# Stored rows
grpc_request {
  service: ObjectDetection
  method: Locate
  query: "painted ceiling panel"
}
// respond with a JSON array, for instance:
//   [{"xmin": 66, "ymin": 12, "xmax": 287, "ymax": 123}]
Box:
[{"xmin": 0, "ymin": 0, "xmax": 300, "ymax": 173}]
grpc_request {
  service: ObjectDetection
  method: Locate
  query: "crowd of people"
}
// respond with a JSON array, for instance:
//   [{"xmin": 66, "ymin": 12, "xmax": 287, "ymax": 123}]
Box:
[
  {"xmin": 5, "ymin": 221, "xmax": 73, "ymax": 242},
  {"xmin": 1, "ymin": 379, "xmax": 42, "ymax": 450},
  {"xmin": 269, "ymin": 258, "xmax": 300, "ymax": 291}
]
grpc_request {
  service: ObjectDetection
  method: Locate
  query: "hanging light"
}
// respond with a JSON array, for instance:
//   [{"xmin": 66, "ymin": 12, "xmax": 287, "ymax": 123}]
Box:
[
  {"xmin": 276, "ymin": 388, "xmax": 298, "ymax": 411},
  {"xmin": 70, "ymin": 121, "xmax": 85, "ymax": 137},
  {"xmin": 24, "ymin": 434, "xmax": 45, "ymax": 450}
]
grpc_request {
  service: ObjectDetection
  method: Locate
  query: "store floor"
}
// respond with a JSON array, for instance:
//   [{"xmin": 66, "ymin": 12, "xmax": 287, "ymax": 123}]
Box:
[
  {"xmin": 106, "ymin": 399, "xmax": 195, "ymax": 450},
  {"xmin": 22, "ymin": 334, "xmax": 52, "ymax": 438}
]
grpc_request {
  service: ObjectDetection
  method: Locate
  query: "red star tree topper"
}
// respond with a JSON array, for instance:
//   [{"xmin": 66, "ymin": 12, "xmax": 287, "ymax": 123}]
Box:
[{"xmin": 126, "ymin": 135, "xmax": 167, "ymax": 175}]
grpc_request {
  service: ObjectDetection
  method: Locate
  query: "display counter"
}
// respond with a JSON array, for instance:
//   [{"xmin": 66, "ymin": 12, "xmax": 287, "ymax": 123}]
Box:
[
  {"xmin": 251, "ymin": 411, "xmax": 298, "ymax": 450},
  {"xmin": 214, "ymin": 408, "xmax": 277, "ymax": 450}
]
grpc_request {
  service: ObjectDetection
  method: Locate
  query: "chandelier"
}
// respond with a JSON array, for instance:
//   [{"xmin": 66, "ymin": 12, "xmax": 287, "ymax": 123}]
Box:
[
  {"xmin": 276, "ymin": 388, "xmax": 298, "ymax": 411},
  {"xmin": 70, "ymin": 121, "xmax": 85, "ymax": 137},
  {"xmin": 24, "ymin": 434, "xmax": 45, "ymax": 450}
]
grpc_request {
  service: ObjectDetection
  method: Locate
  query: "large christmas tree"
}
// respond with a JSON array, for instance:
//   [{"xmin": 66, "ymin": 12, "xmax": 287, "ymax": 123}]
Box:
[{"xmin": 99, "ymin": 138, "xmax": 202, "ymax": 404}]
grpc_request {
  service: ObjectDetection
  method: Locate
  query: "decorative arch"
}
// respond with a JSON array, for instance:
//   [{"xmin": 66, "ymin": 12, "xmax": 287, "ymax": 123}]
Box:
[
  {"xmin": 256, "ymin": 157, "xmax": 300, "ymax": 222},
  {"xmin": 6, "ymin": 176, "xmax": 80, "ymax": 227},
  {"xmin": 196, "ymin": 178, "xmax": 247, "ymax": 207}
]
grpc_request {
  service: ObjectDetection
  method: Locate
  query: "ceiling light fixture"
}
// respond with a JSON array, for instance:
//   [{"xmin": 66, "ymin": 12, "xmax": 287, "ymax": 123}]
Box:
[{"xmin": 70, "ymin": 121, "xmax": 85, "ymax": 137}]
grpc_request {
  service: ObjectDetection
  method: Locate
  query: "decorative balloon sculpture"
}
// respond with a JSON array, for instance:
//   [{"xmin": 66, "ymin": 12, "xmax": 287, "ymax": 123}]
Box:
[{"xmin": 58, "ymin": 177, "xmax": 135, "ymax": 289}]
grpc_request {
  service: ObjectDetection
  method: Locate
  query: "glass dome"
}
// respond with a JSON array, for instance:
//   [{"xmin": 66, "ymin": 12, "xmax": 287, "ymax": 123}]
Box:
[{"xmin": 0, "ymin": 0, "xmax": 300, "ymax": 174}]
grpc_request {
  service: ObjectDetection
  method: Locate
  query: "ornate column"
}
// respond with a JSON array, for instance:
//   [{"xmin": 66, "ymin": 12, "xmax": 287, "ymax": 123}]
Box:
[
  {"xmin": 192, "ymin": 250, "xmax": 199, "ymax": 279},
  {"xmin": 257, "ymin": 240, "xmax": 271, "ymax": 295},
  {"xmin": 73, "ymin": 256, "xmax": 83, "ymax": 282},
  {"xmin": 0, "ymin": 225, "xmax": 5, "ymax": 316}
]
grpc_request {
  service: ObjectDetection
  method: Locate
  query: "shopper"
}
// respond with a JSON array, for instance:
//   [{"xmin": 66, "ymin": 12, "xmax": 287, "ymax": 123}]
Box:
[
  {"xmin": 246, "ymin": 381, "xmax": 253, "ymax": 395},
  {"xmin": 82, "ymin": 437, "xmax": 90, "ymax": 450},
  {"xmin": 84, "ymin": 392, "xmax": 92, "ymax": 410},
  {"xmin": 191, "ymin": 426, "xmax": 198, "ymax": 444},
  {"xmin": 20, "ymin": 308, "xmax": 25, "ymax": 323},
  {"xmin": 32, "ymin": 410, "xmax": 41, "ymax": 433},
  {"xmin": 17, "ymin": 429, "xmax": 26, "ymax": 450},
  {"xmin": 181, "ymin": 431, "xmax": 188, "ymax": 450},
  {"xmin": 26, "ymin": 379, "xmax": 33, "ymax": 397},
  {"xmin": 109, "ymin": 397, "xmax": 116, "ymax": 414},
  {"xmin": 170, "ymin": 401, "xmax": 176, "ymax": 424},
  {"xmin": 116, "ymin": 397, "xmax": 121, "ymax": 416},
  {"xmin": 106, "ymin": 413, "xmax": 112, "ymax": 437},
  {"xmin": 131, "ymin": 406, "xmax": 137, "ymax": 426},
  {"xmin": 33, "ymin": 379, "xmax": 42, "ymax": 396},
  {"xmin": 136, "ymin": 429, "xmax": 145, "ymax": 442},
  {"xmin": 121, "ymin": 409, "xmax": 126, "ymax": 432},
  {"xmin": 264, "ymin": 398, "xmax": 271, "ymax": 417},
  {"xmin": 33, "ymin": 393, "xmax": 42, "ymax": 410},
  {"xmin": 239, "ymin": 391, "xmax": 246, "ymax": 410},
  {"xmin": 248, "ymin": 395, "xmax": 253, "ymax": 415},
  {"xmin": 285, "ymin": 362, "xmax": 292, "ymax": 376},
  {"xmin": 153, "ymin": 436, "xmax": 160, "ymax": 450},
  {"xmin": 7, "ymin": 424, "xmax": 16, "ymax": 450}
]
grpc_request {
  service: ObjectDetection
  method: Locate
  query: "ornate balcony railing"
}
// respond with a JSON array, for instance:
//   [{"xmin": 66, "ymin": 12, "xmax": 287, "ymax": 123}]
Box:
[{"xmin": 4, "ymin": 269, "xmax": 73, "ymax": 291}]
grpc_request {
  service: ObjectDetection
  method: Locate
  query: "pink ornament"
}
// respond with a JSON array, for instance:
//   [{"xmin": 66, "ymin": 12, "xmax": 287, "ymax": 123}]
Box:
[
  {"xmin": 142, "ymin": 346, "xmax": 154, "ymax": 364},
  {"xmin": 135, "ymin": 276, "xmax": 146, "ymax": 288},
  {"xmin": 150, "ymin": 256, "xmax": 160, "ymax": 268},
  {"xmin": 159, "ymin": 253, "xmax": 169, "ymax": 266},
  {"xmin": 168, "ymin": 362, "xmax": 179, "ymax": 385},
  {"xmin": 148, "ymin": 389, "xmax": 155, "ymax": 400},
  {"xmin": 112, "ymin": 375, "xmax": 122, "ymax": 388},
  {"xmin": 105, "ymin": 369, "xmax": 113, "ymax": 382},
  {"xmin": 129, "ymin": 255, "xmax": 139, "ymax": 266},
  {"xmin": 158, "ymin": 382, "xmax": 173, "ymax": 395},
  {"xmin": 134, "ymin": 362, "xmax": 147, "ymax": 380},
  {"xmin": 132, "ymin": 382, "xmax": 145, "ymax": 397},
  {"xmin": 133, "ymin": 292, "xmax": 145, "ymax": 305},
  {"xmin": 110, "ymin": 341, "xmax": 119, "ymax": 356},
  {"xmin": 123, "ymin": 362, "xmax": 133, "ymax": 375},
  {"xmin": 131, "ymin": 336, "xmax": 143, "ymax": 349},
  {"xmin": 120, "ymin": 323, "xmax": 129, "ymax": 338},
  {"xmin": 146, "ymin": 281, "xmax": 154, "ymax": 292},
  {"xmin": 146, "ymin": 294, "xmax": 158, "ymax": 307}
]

# Prompt
Gather each line from the rows above that contains the string "ceiling", and reproduce those lines in their original order.

# Solution for this exercise
  query: "painted ceiling panel"
  query: "ceiling light fixture"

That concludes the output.